Written exercise: How many lines of the records contain the word "bird"? Reply with the number only.

Data for this exercise:
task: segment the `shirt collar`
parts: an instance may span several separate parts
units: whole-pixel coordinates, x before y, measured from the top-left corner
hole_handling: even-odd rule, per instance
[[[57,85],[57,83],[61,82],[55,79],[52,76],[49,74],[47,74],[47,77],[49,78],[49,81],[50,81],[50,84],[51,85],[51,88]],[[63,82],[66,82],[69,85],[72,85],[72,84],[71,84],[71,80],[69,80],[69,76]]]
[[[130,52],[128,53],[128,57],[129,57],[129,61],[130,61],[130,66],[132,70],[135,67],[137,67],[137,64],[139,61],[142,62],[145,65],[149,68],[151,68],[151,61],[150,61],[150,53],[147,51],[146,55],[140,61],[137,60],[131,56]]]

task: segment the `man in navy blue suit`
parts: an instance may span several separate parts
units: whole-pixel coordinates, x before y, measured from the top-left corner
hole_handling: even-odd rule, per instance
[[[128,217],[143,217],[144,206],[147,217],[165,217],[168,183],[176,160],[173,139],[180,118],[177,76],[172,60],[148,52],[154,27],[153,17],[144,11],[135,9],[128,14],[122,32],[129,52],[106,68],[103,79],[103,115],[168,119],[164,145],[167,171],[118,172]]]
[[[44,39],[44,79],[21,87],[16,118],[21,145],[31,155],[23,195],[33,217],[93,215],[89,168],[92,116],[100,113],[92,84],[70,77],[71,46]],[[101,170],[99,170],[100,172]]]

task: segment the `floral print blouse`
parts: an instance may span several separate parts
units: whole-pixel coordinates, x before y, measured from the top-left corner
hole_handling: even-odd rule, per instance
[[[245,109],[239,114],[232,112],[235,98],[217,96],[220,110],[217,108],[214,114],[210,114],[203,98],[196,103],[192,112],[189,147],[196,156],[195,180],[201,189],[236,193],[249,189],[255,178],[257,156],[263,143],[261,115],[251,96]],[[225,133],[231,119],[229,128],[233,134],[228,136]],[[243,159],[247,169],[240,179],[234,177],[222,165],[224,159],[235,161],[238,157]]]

...

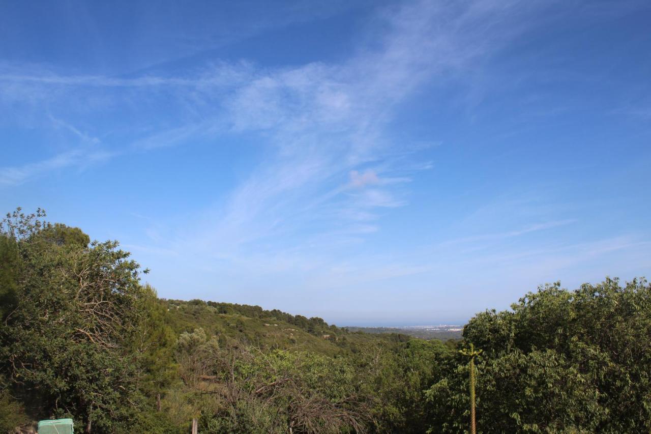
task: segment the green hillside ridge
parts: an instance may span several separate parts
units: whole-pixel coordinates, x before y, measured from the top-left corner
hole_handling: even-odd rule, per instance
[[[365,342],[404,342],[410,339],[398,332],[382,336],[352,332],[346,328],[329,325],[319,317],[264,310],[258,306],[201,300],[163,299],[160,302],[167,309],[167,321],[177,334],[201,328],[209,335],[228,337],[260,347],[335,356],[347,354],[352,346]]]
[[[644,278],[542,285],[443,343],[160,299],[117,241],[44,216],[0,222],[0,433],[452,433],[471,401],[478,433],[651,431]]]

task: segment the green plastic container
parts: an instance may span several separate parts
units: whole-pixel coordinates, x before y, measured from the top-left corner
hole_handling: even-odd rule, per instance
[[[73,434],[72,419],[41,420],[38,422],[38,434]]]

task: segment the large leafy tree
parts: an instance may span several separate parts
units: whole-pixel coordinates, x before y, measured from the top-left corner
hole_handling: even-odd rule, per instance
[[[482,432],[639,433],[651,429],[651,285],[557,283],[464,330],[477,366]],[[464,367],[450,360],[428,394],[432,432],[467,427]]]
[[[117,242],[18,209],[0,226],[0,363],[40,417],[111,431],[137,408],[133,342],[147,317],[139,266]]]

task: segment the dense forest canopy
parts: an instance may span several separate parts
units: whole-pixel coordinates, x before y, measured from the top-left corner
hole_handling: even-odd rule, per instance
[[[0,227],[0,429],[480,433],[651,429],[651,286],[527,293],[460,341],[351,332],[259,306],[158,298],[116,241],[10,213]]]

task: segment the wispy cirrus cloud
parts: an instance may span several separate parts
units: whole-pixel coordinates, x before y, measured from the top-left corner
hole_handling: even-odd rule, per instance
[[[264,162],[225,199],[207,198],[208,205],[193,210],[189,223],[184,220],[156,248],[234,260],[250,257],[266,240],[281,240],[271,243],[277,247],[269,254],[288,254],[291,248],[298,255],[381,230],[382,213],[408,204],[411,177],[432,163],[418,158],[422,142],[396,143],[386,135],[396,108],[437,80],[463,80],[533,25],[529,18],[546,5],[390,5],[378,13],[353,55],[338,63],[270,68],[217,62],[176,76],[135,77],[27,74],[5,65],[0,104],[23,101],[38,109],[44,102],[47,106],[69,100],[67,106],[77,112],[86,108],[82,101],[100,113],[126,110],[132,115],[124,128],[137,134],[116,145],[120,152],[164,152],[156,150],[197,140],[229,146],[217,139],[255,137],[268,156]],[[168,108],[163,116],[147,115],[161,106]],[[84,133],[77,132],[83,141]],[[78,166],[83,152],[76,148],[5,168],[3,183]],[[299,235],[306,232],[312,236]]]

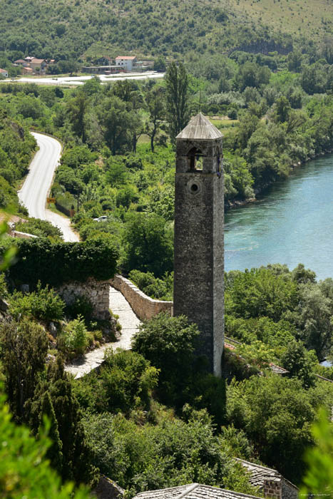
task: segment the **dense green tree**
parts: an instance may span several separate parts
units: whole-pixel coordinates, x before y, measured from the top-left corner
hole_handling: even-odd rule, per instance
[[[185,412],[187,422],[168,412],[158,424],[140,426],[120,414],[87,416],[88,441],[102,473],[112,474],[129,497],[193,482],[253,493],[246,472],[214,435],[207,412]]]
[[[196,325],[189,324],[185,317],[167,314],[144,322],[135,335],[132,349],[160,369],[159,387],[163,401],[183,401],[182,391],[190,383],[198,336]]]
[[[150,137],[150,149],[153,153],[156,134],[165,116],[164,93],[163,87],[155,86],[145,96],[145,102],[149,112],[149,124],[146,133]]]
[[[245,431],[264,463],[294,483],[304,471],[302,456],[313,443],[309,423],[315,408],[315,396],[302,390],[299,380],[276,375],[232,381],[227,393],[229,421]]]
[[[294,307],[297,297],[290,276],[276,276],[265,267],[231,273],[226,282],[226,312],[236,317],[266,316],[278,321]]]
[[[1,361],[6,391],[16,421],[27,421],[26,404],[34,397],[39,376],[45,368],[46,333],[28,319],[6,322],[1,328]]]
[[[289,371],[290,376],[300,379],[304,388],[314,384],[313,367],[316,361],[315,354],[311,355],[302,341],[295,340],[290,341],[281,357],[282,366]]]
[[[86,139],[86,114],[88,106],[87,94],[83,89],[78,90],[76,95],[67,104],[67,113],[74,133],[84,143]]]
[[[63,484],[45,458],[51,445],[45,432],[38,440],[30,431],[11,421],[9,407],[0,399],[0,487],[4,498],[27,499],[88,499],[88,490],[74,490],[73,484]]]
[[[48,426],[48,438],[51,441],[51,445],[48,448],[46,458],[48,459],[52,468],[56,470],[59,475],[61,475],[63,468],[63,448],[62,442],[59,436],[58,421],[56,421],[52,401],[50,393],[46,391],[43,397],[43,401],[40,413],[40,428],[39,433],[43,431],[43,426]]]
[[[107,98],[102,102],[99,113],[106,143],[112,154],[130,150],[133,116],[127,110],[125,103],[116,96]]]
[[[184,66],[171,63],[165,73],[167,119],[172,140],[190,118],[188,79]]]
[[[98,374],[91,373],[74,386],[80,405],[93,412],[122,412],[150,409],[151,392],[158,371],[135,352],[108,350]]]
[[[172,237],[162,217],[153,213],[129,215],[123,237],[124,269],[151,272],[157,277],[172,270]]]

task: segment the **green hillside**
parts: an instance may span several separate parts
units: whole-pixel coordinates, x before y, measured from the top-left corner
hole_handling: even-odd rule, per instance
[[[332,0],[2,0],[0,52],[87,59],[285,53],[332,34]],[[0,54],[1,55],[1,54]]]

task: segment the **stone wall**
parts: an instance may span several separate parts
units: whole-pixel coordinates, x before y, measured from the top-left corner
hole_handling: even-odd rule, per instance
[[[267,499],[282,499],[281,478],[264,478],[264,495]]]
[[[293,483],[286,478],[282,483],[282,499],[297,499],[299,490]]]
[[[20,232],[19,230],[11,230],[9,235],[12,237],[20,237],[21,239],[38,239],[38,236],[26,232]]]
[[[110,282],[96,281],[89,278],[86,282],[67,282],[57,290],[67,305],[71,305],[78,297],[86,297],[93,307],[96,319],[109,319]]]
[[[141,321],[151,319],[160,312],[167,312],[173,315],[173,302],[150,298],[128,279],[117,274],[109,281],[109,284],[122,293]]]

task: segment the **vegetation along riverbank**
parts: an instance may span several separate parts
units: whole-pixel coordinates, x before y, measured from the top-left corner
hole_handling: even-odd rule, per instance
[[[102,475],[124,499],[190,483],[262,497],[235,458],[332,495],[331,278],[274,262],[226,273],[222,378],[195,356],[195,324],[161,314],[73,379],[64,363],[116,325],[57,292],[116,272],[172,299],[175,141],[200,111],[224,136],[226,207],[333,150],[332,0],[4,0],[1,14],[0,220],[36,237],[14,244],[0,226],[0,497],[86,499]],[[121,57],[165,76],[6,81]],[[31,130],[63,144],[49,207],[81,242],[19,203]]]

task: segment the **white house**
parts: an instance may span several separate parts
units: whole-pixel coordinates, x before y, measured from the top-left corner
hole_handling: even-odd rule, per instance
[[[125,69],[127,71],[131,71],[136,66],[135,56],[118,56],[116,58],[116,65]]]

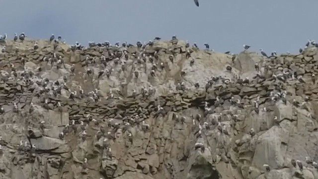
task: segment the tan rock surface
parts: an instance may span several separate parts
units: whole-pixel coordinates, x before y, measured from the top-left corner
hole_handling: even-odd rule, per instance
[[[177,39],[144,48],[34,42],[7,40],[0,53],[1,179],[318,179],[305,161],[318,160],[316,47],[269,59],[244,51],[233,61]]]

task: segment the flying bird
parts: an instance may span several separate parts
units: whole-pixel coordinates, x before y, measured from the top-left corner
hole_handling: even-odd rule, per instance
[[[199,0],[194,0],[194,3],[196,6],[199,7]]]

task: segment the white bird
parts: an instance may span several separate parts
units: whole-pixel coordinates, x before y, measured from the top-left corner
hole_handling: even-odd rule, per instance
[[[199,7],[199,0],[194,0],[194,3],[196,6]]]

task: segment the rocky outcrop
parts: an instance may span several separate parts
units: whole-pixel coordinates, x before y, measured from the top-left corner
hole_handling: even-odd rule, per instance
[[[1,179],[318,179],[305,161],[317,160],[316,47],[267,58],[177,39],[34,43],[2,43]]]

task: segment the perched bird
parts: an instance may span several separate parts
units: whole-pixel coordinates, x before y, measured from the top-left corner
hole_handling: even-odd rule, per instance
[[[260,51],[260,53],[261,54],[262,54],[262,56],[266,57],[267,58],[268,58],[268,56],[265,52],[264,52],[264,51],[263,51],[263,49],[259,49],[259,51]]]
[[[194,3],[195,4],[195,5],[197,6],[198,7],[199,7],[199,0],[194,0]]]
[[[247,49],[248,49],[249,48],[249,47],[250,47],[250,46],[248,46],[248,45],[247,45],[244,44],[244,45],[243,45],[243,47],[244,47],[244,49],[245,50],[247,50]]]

==

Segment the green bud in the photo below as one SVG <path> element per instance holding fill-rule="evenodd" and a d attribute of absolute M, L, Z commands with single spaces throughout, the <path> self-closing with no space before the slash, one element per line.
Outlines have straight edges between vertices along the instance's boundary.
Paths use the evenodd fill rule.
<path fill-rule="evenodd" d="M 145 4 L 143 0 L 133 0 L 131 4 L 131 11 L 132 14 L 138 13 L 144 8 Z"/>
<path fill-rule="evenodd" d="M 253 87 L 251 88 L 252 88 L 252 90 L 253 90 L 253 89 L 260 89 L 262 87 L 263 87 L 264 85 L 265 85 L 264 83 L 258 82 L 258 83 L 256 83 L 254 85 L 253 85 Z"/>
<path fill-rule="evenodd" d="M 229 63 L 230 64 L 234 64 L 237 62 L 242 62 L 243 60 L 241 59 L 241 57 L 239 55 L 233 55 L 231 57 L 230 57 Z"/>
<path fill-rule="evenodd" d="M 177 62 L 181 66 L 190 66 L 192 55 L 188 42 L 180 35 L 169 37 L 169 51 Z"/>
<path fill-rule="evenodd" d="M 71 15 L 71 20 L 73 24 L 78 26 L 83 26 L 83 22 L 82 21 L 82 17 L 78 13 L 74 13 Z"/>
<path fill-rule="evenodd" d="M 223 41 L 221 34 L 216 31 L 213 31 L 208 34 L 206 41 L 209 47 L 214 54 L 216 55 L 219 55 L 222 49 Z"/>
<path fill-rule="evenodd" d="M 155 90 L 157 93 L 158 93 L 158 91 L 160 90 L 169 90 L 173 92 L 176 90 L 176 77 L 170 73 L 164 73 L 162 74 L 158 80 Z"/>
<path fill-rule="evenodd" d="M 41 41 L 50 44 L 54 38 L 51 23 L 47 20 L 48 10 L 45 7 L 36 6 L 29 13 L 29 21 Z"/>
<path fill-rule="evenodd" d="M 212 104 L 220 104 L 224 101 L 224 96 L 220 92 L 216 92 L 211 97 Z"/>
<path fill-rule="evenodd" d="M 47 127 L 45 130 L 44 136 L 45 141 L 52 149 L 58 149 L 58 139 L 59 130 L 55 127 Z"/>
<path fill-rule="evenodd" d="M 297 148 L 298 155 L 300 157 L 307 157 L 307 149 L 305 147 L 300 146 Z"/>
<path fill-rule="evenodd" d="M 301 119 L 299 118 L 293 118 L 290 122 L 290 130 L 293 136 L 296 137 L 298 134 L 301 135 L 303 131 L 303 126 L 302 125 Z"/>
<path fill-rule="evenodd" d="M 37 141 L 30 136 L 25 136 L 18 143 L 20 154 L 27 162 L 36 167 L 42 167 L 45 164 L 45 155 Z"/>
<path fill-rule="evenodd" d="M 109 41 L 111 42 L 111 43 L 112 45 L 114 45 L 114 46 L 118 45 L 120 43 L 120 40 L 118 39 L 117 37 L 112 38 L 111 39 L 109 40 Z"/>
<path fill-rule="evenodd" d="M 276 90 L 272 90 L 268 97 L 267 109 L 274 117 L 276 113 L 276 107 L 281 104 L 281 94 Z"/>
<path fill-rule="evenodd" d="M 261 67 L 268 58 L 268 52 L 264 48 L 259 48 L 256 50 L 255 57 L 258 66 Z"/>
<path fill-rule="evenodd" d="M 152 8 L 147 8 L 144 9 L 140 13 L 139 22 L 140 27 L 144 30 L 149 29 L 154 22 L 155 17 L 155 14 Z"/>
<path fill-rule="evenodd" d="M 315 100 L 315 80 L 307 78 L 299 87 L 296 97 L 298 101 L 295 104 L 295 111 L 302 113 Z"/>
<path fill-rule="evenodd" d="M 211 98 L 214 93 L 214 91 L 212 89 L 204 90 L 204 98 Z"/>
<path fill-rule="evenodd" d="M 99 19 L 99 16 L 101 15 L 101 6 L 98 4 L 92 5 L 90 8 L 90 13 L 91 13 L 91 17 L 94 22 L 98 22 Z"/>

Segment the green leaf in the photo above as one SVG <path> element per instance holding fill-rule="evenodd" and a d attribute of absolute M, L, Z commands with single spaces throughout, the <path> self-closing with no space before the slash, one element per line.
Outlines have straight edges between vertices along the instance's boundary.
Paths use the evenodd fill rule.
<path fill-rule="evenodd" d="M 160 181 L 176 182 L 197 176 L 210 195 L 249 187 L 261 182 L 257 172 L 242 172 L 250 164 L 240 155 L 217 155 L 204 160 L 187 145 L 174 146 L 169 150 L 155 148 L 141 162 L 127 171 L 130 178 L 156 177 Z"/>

Response below: 3